** Begin **

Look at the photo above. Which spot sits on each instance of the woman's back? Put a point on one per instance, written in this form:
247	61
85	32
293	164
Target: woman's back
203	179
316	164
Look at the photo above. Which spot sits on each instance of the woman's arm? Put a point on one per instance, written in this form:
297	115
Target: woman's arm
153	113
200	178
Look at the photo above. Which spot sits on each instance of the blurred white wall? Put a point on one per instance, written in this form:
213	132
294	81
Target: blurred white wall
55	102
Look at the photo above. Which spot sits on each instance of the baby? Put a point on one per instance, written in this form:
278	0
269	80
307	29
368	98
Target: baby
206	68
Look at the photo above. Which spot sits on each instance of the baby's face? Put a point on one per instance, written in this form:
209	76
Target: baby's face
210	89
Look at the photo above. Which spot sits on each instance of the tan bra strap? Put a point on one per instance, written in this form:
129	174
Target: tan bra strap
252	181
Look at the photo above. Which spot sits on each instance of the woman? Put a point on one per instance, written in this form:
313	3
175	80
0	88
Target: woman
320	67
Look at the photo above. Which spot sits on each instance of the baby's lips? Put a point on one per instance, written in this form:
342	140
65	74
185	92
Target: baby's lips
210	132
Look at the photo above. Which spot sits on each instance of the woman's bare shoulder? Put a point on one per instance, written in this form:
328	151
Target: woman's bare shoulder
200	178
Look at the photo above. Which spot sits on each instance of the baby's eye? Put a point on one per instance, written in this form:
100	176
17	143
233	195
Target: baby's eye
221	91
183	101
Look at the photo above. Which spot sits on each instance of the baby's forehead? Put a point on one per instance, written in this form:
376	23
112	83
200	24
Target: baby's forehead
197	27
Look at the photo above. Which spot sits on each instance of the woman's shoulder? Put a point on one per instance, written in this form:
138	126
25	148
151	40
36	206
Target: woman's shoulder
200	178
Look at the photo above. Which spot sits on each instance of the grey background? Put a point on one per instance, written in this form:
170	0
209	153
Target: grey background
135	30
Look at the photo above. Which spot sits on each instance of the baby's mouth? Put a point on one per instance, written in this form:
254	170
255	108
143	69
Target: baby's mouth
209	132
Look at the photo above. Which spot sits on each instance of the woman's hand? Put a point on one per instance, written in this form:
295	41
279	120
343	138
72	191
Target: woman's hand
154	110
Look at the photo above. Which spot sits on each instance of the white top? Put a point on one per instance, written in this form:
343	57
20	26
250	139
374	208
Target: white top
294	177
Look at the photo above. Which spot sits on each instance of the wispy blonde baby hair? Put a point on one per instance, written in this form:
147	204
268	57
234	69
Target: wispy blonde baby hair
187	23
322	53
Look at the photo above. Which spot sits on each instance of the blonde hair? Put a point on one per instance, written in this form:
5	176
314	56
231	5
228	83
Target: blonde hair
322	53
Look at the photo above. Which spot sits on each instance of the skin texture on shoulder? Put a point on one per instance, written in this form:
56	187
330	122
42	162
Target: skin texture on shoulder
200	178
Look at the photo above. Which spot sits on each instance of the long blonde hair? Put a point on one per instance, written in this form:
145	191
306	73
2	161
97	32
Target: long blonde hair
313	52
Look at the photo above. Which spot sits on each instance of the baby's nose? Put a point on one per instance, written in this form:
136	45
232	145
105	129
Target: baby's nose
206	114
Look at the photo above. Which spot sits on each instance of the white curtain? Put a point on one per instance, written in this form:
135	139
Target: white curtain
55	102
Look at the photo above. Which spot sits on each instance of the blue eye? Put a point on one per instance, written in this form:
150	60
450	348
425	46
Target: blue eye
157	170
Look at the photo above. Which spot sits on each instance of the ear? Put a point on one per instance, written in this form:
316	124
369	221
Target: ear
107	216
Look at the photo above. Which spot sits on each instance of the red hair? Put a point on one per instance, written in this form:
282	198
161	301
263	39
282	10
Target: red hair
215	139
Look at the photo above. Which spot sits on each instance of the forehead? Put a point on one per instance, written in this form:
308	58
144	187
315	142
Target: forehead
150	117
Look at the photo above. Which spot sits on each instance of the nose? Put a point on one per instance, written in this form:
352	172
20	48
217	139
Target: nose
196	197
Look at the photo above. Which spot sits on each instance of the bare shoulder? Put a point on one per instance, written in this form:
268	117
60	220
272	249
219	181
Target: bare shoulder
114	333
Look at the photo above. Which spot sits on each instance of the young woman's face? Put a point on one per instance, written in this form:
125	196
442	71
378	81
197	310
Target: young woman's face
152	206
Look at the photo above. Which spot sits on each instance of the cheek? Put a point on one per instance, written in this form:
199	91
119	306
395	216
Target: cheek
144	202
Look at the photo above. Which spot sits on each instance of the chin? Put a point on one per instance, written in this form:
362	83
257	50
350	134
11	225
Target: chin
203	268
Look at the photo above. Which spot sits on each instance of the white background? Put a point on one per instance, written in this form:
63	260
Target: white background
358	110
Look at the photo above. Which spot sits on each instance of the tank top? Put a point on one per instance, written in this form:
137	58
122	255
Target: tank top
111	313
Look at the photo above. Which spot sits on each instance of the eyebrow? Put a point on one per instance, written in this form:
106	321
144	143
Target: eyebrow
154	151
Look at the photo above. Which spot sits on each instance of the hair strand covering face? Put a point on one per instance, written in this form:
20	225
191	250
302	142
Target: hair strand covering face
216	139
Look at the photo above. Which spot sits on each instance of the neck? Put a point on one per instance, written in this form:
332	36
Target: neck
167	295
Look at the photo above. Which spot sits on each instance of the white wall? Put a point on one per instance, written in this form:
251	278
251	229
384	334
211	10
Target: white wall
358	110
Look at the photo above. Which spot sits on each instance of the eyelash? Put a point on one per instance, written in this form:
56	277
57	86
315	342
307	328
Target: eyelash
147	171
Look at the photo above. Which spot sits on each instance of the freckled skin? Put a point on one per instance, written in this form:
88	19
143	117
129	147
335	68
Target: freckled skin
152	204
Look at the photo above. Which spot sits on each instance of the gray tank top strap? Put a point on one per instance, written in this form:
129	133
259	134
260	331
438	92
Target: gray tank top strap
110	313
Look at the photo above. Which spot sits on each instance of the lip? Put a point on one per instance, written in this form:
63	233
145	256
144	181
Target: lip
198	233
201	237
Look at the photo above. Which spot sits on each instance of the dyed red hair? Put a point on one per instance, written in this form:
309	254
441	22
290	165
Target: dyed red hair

** End **

**WRITTEN REQUEST**.
Rewrite every line of the records above as a numbered list, leaving out any blank lines.

**RESPONSE FOR THIS EXERCISE**.
1. Look at the photo above. Which spot sits on each instance of the woman's back? Put a point on one per instance, written in this form:
2. 247	61
3. 85	32
4. 293	164
5. Target: woman's back
6. 203	179
7. 316	164
8. Look at the photo above. Which spot sits on each instance of the woman's arm? Put a point on one per instance, written in this form:
9. 297	115
10. Target: woman's arm
11. 153	113
12. 200	178
13. Look at the photo above. Which spot sits on each instance of the blurred white wall? Put a point on one per instance, written in this form:
14. 213	132
15. 294	81
16. Target: blurred white wall
17. 55	102
18. Look at the photo above. Which spot sits on each instance of the baby? Put a point on one per instance, written in this form:
19. 278	0
20. 269	80
21. 307	29
22. 368	98
23. Target: baby
24. 206	68
25. Look at the photo above. Which spot sits on each instance of the baby's face? Put a point on one per instance, written in this form:
26. 209	76
27. Target: baby's face
28. 210	89
29. Look at the photo above. Which spot sits on each instance of the tan bra strap? Put a point on one per instance, written in this form:
30. 129	174
31. Target: tan bra strap
32. 252	181
33. Look at the photo above. Which spot sits on each instance of the woman? Put a point on one per instance, written in this form:
34. 313	3
35. 175	80
36. 0	88
37. Target: woman
38. 320	67
39. Look at the photo above. Which spot sits on each instance of the baby's lips? Put a point on one per instance, written in this form:
40. 342	140
41. 65	74
42. 185	92
43. Target: baby's lips
44. 210	132
45. Look at the photo above. Which spot sits on each instance of the woman's bare shoulder? Put a point on one per instance, written in this form:
46. 328	151
47. Target: woman's bare shoulder
48. 200	178
49. Look at the photo above. Which spot sits on each instance of the baby's eye? Put a point on one per instance, written in this form:
50. 100	176
51. 17	143
52. 233	195
53. Target: baby's eye
54. 221	91
55. 183	101
56. Look at the photo above. Which spot sits on each instance of the baby's forehead? Put a point on one per instance, written in this form:
57. 376	23
58. 112	83
59. 200	24
60. Target: baby's forehead
61. 197	27
62. Look at the photo above. Which spot sits on each instance of the woman's shoulder? Put a point on one per instance, written in this form:
63. 138	126
64. 25	148
65. 151	40
66. 36	206
67. Target: woman's shoulder
68. 200	178
69. Look at the photo above. Which spot sits on each instance of the grey background? Put a point on one per instance, written in this form:
70. 170	0
71. 209	153
72. Target: grey background
73. 135	30
74. Look at the photo above. Which spot sits on each instance of the baby's mouth? Put a point on one per instance, written in this form:
75. 254	170
76. 255	108
77. 143	69
78. Target: baby's mouth
79. 209	132
80. Look at the photo above. Which spot sits on each instance of the woman's hand? Put a point on one per instance, written in this form:
81. 295	41
82. 279	120
83. 343	138
84. 72	191
85. Target: woman's hand
86. 154	110
87. Look at the photo above. Which spot sits on each instance of the white top? Put a point on one per instance, written in this form:
88. 343	57
89. 20	26
90. 250	139
91. 374	208
92. Target: white top
93. 294	177
94. Look at the photo above. Which spot sits on each instance of the wispy blonde baby hair? Put a point on one per instance, written in this form:
95. 147	204
96. 268	57
97. 234	69
98. Target: wispy blonde baby hair
99. 187	23
100. 322	53
101. Look at the photo above. Which spot sits on each instance of the blonde hair? Put a point on one per instance, written in this form:
102. 5	176
103. 314	56
104. 231	5
105. 228	83
106. Target: blonde hair
107. 322	53
108. Look at the photo above. Which spot sits on each instance of the skin texture on shoulder? Put a point on one per instance, written in this form:
109. 56	187
110. 330	122
111. 42	162
112. Target: skin texture on shoulder
113. 200	178
114. Look at the photo above. Which spot sits on each instance of the long blonde hair? Put a point on one per instance, written in this form:
115. 145	191
116. 306	73
117. 2	161
118. 97	32
119. Target: long blonde hair
120. 313	52
121. Look at the photo above. Which spot sits on each instance of the baby's nose? Put a point on one per instance, written in this form:
122. 136	45
123. 232	145
124. 105	129
125. Target: baby's nose
126. 206	114
127. Look at the photo above. Which spot sits on each instance of the white curtain? Put a point on one per instance, written in this form:
128. 135	139
129. Target: white curtain
130. 55	102
131. Look at the photo above. Which spot sits on each instance of the blue eye? Put a point on one per instance, written in this form:
132. 150	60
133. 450	348
134. 425	46
135. Target: blue eye
136. 157	170
137. Look at the photo above. Which spot sits on each instance of the ear? Put a point on one per instance, written in this form:
138. 316	124
139. 369	221
140. Target: ear
141. 107	216
142. Look at the photo above. Which spot sits on each instance of the red hair? Put a point on one per instance, written in this form:
143. 282	198
144. 161	301
145. 263	39
146. 282	10
147. Target: red hair
148. 215	139
149. Look at the photo above. Which spot sits on each instance of the forehead? Put a point on one per instance, written in this form:
150. 308	58
151. 144	187
152. 315	142
153. Target: forehead
154. 150	117
155. Look at the photo above. Which spot sits on each instance of the nose? Put a point on one per instance, written in this form:
156. 352	172
157. 20	48
158. 217	139
159. Target: nose
160. 196	197
161. Look at the photo above. Which spot sits on each instance of the bare shoulder? Put a point on one per instance, written in this form:
162. 268	117
163. 60	220
164. 272	249
165. 219	181
166. Target: bare shoulder
167. 114	333
168. Look at the photo above. Which spot sits on each instance of the young woman's face? Put a point on one per instance, written in this form:
169. 125	196
170. 442	71
171. 378	81
172. 197	310
173. Target: young woman's face
174. 152	206
175. Look at the photo above. Which spot sits on each instance of the cheek? Put a point on one per instance, written in this form:
176. 199	91
177. 119	306
178. 395	216
179. Target: cheek
180. 144	202
181. Look at the photo above. Which spot sits on each instance of the chin? Put a point on one per instance, written in this form:
182. 362	83
183. 257	50
184. 350	134
185. 11	225
186. Target: chin
187. 203	268
188. Look at the photo above. Which spot sits on each instance of the white background? Put a point on one per instance, written in this form:
189. 63	260
190. Target: white background
191. 358	110
192. Look at the photo above. Which spot sits on each instance of the tank top? Put a point on one per instance, written in this form:
193. 137	58
194. 122	255
195. Target: tank top
196. 111	313
197. Look at the photo above. Which spot sits on each instance of the eyebrow? Put a point on one per instance, written in this form:
198. 106	321
199. 144	143
200. Target: eyebrow
201. 154	151
202. Look at the photo above. Which spot sits on each instance of the hair strand covering face? Put a point on one per instance, written in this form:
203. 20	225
204. 191	250
205. 302	142
206. Target: hair strand covering face
207. 216	139
208. Look at the photo above. Which spot sits on each instance of the neck? Put a point on one per instance, written in this form:
209. 332	36
210. Target: neck
211. 167	295
212. Look at the photo above. Which spot sits on each instance of the white wall? Put a point on one per instance, written in this form:
213. 251	278
214. 251	229
215. 384	334
216. 211	10
217. Target: white wall
218. 358	110
219. Look at the photo above. Which spot sits on each instance of the eyelash? Put a point on one per instance, written in this form:
220. 56	277
221. 57	86
222. 315	342
223. 307	328
224. Target: eyelash
225. 147	171
226. Look at the photo above. Which spot sits on each instance of the freckled skin? Put a point on one per instance, written in this form:
227. 88	19
228. 143	117
229. 129	147
230. 335	68
231. Target: freckled skin
232. 152	204
233. Look at the photo above. Which spot sits on each instance of the gray tank top strap? Put a point on one per instance, written in this form:
234. 129	133
235. 259	134
236. 260	331
237. 438	92
238. Target: gray tank top strap
239. 110	313
240. Look at the photo above. Which spot sits on each instance of the lip? Put a point on one per instance, written in this form:
241. 63	233
242. 145	256
243. 144	181
244. Target: lip
245. 198	233
246. 201	237
247. Look at the photo above. Which spot sits on each instance of the dyed red hair? Put a point on one per instance, written in this form:
248. 309	254
249. 441	22
250. 290	165
251. Target: dyed red hair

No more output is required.